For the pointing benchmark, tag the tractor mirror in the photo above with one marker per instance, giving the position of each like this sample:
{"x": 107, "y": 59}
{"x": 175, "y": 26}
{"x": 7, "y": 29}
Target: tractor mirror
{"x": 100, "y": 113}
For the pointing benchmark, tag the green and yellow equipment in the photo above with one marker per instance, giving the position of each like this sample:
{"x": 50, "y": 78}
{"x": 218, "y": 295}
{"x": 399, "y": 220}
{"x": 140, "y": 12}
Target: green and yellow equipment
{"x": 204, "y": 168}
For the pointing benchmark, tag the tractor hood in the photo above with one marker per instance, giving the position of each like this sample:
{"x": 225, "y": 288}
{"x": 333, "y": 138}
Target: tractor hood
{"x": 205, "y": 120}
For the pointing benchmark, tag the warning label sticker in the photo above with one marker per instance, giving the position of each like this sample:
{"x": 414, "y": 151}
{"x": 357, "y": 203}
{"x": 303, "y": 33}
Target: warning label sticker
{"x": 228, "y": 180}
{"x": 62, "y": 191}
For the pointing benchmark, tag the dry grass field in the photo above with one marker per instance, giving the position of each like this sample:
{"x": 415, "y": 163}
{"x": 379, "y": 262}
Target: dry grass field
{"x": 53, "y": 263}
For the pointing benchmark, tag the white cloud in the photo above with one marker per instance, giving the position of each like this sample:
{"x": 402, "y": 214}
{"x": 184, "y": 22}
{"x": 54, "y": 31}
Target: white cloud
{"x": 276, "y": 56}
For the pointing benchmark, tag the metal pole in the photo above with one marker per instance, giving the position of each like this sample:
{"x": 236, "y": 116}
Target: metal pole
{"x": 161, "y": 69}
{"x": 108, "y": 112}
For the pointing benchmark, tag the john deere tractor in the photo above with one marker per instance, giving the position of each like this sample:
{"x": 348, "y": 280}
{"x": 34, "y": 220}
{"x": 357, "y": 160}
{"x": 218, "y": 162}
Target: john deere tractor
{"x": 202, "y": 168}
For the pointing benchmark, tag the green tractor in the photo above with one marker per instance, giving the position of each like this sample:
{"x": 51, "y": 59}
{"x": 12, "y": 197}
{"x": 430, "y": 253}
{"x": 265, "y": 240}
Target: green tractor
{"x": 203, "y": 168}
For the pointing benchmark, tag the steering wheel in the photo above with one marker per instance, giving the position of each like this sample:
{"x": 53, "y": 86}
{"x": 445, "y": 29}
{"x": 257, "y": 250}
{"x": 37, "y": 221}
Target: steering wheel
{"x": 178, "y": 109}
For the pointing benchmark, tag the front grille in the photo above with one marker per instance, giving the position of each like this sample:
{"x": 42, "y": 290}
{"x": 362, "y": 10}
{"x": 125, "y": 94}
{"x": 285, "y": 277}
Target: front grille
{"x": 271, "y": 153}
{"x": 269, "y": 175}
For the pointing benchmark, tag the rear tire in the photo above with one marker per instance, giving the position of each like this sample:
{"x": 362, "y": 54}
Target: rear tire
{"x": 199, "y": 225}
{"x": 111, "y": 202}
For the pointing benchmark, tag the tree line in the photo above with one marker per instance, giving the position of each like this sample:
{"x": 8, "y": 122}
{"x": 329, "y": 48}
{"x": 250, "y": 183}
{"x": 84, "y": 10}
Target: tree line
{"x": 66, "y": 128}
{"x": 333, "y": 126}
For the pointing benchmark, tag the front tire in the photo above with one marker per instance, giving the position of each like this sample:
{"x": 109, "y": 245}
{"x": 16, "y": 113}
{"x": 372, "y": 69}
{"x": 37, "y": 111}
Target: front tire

◇ ◇ ◇ ◇ ◇

STATED PROBLEM
Update the listing from the line containing "For the pointing benchmark, tag the green tractor" through the end of the listing, swapping each "sample" for "example" and keeping all else the same. Return only those lines.

RESULT OF THE EXERCISE
For the pointing benchmark, tag the green tractor in the photo above with one marker per instance, giving the position of each like this example:
{"x": 51, "y": 59}
{"x": 12, "y": 197}
{"x": 430, "y": 253}
{"x": 265, "y": 240}
Target: green tractor
{"x": 203, "y": 168}
For the pointing benchmark, tag the steering wheel in the photo above with one marker per instance, giving the position of each like this example:
{"x": 53, "y": 86}
{"x": 445, "y": 29}
{"x": 257, "y": 250}
{"x": 37, "y": 221}
Target: steering wheel
{"x": 178, "y": 109}
For the pointing benchmark, tag the front grille in the photo above with one marker per instance, giving the position of each like this example:
{"x": 42, "y": 290}
{"x": 362, "y": 10}
{"x": 125, "y": 94}
{"x": 285, "y": 277}
Target: front grille
{"x": 271, "y": 153}
{"x": 269, "y": 175}
For the pointing benchmark, tag the rear tire in the photo above with one marker per instance, giving the position of each like this example:
{"x": 362, "y": 54}
Target: rear tire
{"x": 199, "y": 225}
{"x": 111, "y": 202}
For the pointing benchmark, tag the tree line in the photo above with one marker per instance, giving the position of each like this example:
{"x": 8, "y": 122}
{"x": 329, "y": 48}
{"x": 250, "y": 183}
{"x": 84, "y": 10}
Target: tree line
{"x": 66, "y": 128}
{"x": 333, "y": 126}
For the pointing benchmark, tag the front tire in the photo above with one marker per instance, giving the position of each like this example:
{"x": 109, "y": 245}
{"x": 16, "y": 113}
{"x": 372, "y": 69}
{"x": 37, "y": 111}
Target: front tire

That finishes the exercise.